[EXTRAIT DU DOCUMENT]
● ● ● ●
Pour sa cinquième exposition à la galerie Chantal Crousel, Jean-Luc Moulène présente un ensemble d’oeuvres inédites. Toutes réalisées entre 2012 et 2016, depuis la fin de sa dernière exposition à la galerie jusqu’à aujourd’hui. Elles sont spécialement adressées pour l’évènement.
http://www.dailymotion.com/video/x244pwnLes objets, curieux et inédits, sont au nombre de 16, disposés avec précision dans l’espace de la galerie. Parmi eux, ConquOs qui, comme son titre l’indique, est l’assemblage d’un os et d’un coquillage. L’oeuvre joue sur les espaces intérieurs et extérieurs, qui s’entremêlent et s’inversent.
Conflit d’espace et de représentation que nous retrouvons dans Seule au sommet, une bubu, figure récurante dans l’oeuvre de Jean-Luc Moulène et mascotte du Grand Jeu1, est un dieu multiple, modulable et plastique. Seule au sommet est une abstraction, le bleu du ciel et le bleu marin supportent ce personnage fait de coquillages, entre ciel et mer, abîme et sommet.
« Tout s’inverse, le haut vaut le bas et le corps est la plastique de la représentation. Il faut revenir au Théâtre de la Cruauté, à cette opposition entre l’idéal et la condition. Mon travail est concrètement le lieu de ce conflit2. »
Inverse – reverse n’a de référence à la musique que par son titre emprunté aux paroles d’une chanson du Velvet Underground (The Murder Mystery). L’oeuvre est composée d’une branche d’arbre, qui, à chaque bifurcation a été coupée, retournée à 180° puis refixée. Les couleurs rouge et bleu, appliquées par alternance, donnent à la sculpture une certaine harmonie anatomique, non sans rappeler les illustrations classiques de la circulation sanguine.
Tête couronnée est un noeud de bois trouvé par Jean-Luc Moulène dans lequel ce dernier a enfoncé cinq de ses propres dents.
Comme très souvent dans son oeuvre, la notion de corps est encore présente dans ses nouvelles pièces.
« En 1970 Michel Journiac dit “le corps est viande”. En 1980 il complète : “le corps est viande sociale”. Et en 1990 il aboutit à cette formule : “le corps, viande sociale consciente”. J’ai accompagné ce mouvement qui faisait du corps l’enjeu de la représentation3. »
Quelque Soit Tensintegral et Nombre et Noeud sont à rapprocher de l’intérêt de l’artiste pour les mathématiques :
« La raison trouve dans la géométrie son meilleur argument. Alors que je pense que la géométrie peut servir autre chose que la raison4. »
● ● ● ●
[CONSIGNE ÉCRITE 1]
Dites si chacune de ces affirmations concorde avec le texte sur l'exposition de Jean-Luc Moulène, en répondant par oui ou non et en citant les mots du texte qui tranchent. (a) L'exposition réunit 16 objets. (b) Inverse – reverse est peinte en vert et en jaune. (c) Toutes les œuvres présentées ont été réalisées avant 2012.

[ENTRÉES DE DONNÉES]
● ● ● ●
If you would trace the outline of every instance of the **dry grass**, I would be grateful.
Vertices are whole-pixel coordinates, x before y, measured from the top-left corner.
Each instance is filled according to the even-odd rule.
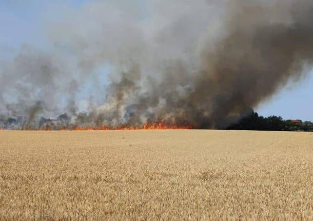
[[[313,135],[0,132],[0,220],[313,220]]]

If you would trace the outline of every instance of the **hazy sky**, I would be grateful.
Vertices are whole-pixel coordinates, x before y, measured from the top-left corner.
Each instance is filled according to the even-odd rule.
[[[51,13],[48,12],[56,8],[75,10],[84,7],[84,2],[87,1],[0,0],[0,59],[13,59],[21,46],[25,43],[43,50],[52,47],[43,31],[45,21],[53,19]],[[142,2],[138,0],[133,4],[141,4]],[[145,9],[143,4],[140,7]],[[143,11],[145,13],[144,9]],[[53,16],[57,17],[58,15]],[[107,70],[104,69],[102,71],[102,74],[105,75]],[[313,120],[312,75],[311,71],[300,83],[289,84],[271,99],[261,104],[256,111],[264,116],[277,115],[285,119]],[[105,84],[105,78],[102,79],[104,82],[102,83]],[[91,82],[87,83],[86,87],[90,87],[92,84]],[[82,91],[88,90],[87,88]]]

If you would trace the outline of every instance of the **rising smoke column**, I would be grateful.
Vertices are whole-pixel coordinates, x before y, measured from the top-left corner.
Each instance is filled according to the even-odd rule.
[[[311,66],[311,1],[160,0],[148,4],[152,9],[144,17],[128,2],[94,1],[64,11],[62,22],[48,26],[56,48],[51,54],[24,53],[0,72],[2,79],[10,71],[20,79],[21,72],[31,76],[35,70],[39,79],[15,84],[5,77],[16,89],[9,93],[4,86],[2,99],[10,93],[19,98],[15,106],[27,104],[19,114],[31,121],[29,111],[42,101],[41,112],[67,112],[77,125],[135,127],[162,121],[223,128],[288,81],[301,79]],[[88,111],[77,113],[79,89],[103,65],[111,70],[111,83],[99,90],[106,99],[90,100]],[[27,96],[21,95],[22,86]],[[67,104],[61,108],[63,97]]]

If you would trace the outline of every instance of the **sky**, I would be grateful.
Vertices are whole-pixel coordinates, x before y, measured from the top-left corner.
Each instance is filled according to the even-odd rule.
[[[86,2],[92,0],[0,0],[0,60],[12,59],[23,44],[34,46],[41,49],[51,47],[47,39],[43,25],[45,21],[53,19],[47,13],[55,8],[65,7],[74,10],[84,7]],[[137,0],[136,4],[144,2]],[[145,10],[143,10],[145,13]],[[54,16],[57,17],[57,14]],[[143,15],[144,17],[144,15]],[[104,68],[99,70],[102,74],[108,72]],[[106,78],[98,84],[106,83]],[[82,90],[80,96],[83,97],[91,90],[92,81],[86,83],[86,88]],[[95,92],[96,93],[96,92]],[[300,82],[288,85],[256,109],[259,115],[282,116],[284,119],[302,119],[313,121],[313,71]]]

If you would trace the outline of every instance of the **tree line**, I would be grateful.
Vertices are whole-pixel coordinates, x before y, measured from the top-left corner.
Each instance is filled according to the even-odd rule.
[[[271,130],[287,131],[313,131],[311,122],[301,120],[284,120],[281,116],[264,117],[253,112],[241,118],[237,123],[225,128],[227,130]]]

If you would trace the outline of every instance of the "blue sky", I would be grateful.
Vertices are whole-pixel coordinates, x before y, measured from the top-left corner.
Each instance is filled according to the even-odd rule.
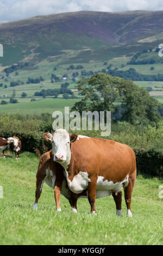
[[[0,0],[0,22],[37,15],[78,11],[162,10],[162,0]]]

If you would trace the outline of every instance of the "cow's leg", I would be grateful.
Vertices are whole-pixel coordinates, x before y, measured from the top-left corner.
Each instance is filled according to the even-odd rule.
[[[72,206],[72,211],[73,212],[77,212],[77,200],[78,198],[78,194],[75,194],[73,192],[70,192],[71,199],[69,200],[69,202]]]
[[[122,192],[121,191],[117,194],[116,194],[115,192],[112,192],[112,195],[113,196],[116,206],[116,215],[119,216],[122,216],[121,210]]]
[[[15,151],[15,154],[16,159],[16,160],[17,160],[17,153],[16,151]]]
[[[5,149],[3,149],[3,150],[2,150],[2,156],[3,157],[5,157],[5,155],[4,155],[4,150]]]
[[[36,177],[36,189],[35,191],[35,204],[33,206],[33,209],[37,210],[37,203],[38,200],[40,197],[42,187],[43,184],[44,179],[46,176],[46,174],[37,175]]]
[[[54,198],[57,206],[57,210],[58,211],[61,211],[61,208],[60,206],[60,191],[61,187],[60,186],[55,185],[54,187]]]
[[[133,193],[133,190],[134,188],[134,185],[135,181],[136,179],[136,171],[133,173],[133,174],[128,178],[128,185],[124,188],[124,199],[126,202],[126,204],[127,206],[127,217],[132,217],[132,214],[131,212],[130,205],[131,201],[131,195]]]
[[[95,199],[97,188],[96,177],[91,179],[91,181],[89,182],[88,185],[88,199],[91,205],[91,213],[96,215],[96,210],[95,209]]]

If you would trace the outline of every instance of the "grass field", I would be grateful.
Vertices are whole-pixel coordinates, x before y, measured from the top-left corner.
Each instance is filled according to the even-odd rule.
[[[54,111],[64,112],[65,106],[71,108],[79,100],[64,99],[45,99],[32,102],[23,102],[16,104],[9,103],[7,105],[0,105],[0,112],[10,114],[19,113],[21,114],[37,114],[49,113]]]
[[[162,181],[156,178],[137,179],[132,197],[133,218],[115,216],[111,196],[97,199],[97,216],[90,214],[87,200],[78,202],[78,213],[61,197],[62,211],[57,212],[53,190],[46,184],[38,210],[35,200],[35,175],[39,159],[23,153],[15,158],[0,156],[1,245],[161,245],[163,243],[163,199],[159,198]]]

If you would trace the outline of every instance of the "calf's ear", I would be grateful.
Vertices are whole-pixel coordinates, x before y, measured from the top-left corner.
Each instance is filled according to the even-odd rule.
[[[53,138],[53,135],[49,132],[46,132],[43,135],[43,137],[45,138],[45,139],[48,142],[52,141],[52,138]]]
[[[78,135],[76,133],[72,133],[71,135],[70,135],[70,142],[75,142],[78,138]]]

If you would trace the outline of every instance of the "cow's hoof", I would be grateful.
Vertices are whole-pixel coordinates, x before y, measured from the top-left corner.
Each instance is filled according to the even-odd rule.
[[[74,209],[74,208],[72,208],[71,210],[72,210],[72,211],[73,212],[74,212],[75,214],[77,214],[77,209]]]
[[[130,210],[127,210],[127,217],[129,217],[130,218],[131,218],[133,217],[131,212]]]
[[[122,210],[116,210],[116,216],[122,216]]]
[[[38,209],[37,204],[35,204],[34,206],[33,206],[33,209],[34,210],[37,210]]]

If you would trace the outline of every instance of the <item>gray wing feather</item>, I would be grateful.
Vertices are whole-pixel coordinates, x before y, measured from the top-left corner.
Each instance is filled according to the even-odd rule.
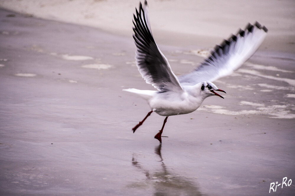
[[[204,81],[213,82],[230,74],[254,54],[264,40],[267,29],[258,22],[249,23],[220,45],[216,45],[209,57],[188,74],[180,77],[180,84],[193,85]]]
[[[140,3],[139,11],[133,14],[133,38],[136,46],[136,65],[142,77],[161,92],[183,90],[167,59],[154,40],[149,24],[146,1],[143,8]]]

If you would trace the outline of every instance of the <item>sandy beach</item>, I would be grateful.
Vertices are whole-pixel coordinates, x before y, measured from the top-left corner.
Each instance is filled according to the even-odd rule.
[[[154,89],[135,64],[138,1],[0,1],[0,195],[293,195],[295,3],[209,1],[148,1],[177,75],[248,22],[269,32],[214,82],[225,99],[169,117],[161,145],[164,118],[133,134],[150,109],[122,91]]]

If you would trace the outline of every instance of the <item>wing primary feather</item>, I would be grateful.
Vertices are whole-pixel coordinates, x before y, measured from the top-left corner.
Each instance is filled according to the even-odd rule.
[[[256,21],[239,29],[211,51],[209,57],[194,70],[179,77],[182,85],[213,82],[230,74],[254,54],[266,36],[267,29]]]
[[[150,29],[147,3],[140,2],[133,14],[133,37],[136,47],[136,66],[143,78],[160,92],[183,92],[178,79],[159,49]]]

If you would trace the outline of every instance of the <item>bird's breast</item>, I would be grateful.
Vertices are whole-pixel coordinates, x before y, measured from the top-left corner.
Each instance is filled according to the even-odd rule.
[[[154,112],[164,116],[192,112],[198,109],[203,102],[203,100],[190,95],[173,99],[164,98],[161,97],[152,99],[149,104]]]

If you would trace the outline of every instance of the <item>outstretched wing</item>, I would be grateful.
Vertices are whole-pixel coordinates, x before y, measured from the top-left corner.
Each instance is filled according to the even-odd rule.
[[[135,59],[138,70],[148,84],[161,92],[179,92],[183,89],[167,59],[153,37],[149,21],[147,3],[139,4],[139,11],[133,14],[133,38],[136,49]]]
[[[216,45],[209,57],[190,73],[179,77],[182,85],[193,85],[204,81],[213,82],[230,74],[254,54],[266,35],[268,29],[256,22],[249,23],[235,35]]]

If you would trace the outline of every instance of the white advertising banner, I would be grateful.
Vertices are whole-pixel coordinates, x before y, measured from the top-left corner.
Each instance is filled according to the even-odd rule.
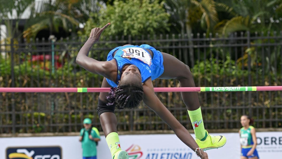
[[[209,158],[240,158],[239,133],[211,134],[224,135],[227,142],[222,147],[206,151]],[[257,148],[260,158],[282,158],[281,132],[259,132],[257,136]],[[199,158],[175,134],[125,135],[120,135],[120,137],[121,147],[128,152],[129,159]],[[101,138],[97,147],[97,158],[111,159],[105,138]],[[9,154],[13,157],[12,155],[21,153],[22,156],[28,154],[34,159],[81,159],[82,150],[78,139],[78,136],[0,138],[0,158],[10,159]],[[13,152],[17,153],[10,154]]]

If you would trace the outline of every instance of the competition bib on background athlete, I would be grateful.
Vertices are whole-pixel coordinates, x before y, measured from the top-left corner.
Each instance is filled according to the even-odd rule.
[[[122,49],[122,57],[126,58],[135,58],[151,66],[152,59],[149,53],[140,48],[127,48]]]
[[[247,146],[248,137],[241,137],[240,138],[240,142],[242,146]]]

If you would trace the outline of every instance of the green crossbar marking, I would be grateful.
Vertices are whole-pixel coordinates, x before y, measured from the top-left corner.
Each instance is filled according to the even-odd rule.
[[[82,92],[87,92],[87,88],[82,88]]]
[[[256,91],[256,87],[201,87],[201,91],[228,92],[233,91]]]
[[[82,88],[77,88],[77,92],[82,92]]]
[[[87,88],[78,87],[78,88],[77,88],[77,92],[87,92]]]
[[[252,91],[257,91],[257,87],[255,86],[253,86],[252,87]]]

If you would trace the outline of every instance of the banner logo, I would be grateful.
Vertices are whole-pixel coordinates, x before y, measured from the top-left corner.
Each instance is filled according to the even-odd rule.
[[[59,146],[8,147],[6,159],[61,159],[61,149]]]

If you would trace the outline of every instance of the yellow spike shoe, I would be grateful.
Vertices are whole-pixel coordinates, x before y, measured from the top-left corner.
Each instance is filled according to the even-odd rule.
[[[128,159],[128,154],[125,151],[120,150],[117,151],[113,159]]]
[[[226,138],[224,136],[215,136],[210,135],[206,130],[206,133],[208,136],[204,141],[201,141],[197,138],[195,139],[200,148],[204,151],[221,147],[226,143]]]

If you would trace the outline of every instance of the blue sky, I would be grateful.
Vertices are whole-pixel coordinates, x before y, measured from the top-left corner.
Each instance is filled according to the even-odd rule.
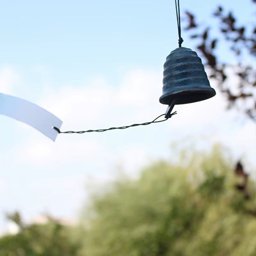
● ● ● ●
[CONSIGNE ÉCRITE 2]
Dans la liste ci-dessus, réécrivez uniquement les lignes allant de celle qui contient « banner, I would be grateful. » jusqu'à celle qui contient « [[[59,146],[8,147],[6,159],[61,159],[61,149]]] », cette dernière incluse, consignes comprises. Diminuez de 3 chaque coordonnée des réponses et laissez les images de côté.

[BONNE RÉPONSE 1]
(a) Oui : « sont au nombre de 16 ».
(b) Non : « Les couleurs rouge et bleu, appliquées par alternance ».
(c) Non : « Toutes réalisées entre 2012 et 2016 ».

[BONNE RÉPONSE 2]
If you would trace the outline of every instance of the white advertising banner, I would be grateful.
Vertices are whole-pixel coordinates, x before y, measured from the top-left corner.
Each instance is filled according to the even-odd rule.
[[[206,155],[237,155],[236,130],[208,131],[221,132],[224,139],[219,144],[203,148]],[[254,145],[257,155],[279,155],[278,129],[256,129],[254,133]],[[196,155],[172,131],[122,132],[117,132],[117,134],[118,144],[125,149],[126,156]],[[98,135],[94,144],[94,155],[108,156],[102,135]],[[6,151],[10,154],[9,152],[18,150],[19,153],[25,151],[31,156],[78,156],[79,147],[75,136],[75,133],[-3,135],[-3,155],[7,156]],[[10,149],[14,150],[7,151]]]

If you would trace the outline of every instance of the competition bib on background athlete, I would be grateful.
Vertices are whole-pixel coordinates, x before y, measured from the top-left corner.
Each instance is filled according to the even-odd rule.
[[[119,46],[119,54],[123,55],[132,55],[148,63],[149,56],[146,50],[137,45],[124,45]]]
[[[244,143],[245,134],[238,134],[237,135],[237,139],[239,143]]]

If you would trace the outline of every instance of the green crossbar marking, I would be grateful.
Vertices are whole-pixel coordinates, x before y, measured from the top-left corner.
Each instance is filled according to the even-odd rule.
[[[79,89],[84,89],[84,85],[79,85]]]
[[[253,88],[253,84],[198,84],[198,88],[225,89],[230,88]]]
[[[79,85],[74,85],[74,89],[79,89]]]
[[[84,85],[75,84],[75,85],[74,85],[74,89],[84,89]]]
[[[249,88],[254,88],[254,84],[252,83],[250,83],[249,84]]]

If you would trace the outline of every instance of the banner logo, I would be grateful.
Vertices are whole-pixel coordinates, x before y, measured from the top-left corner.
Each instance is filled according to the even-odd rule.
[[[56,143],[5,144],[3,156],[58,156],[58,146]]]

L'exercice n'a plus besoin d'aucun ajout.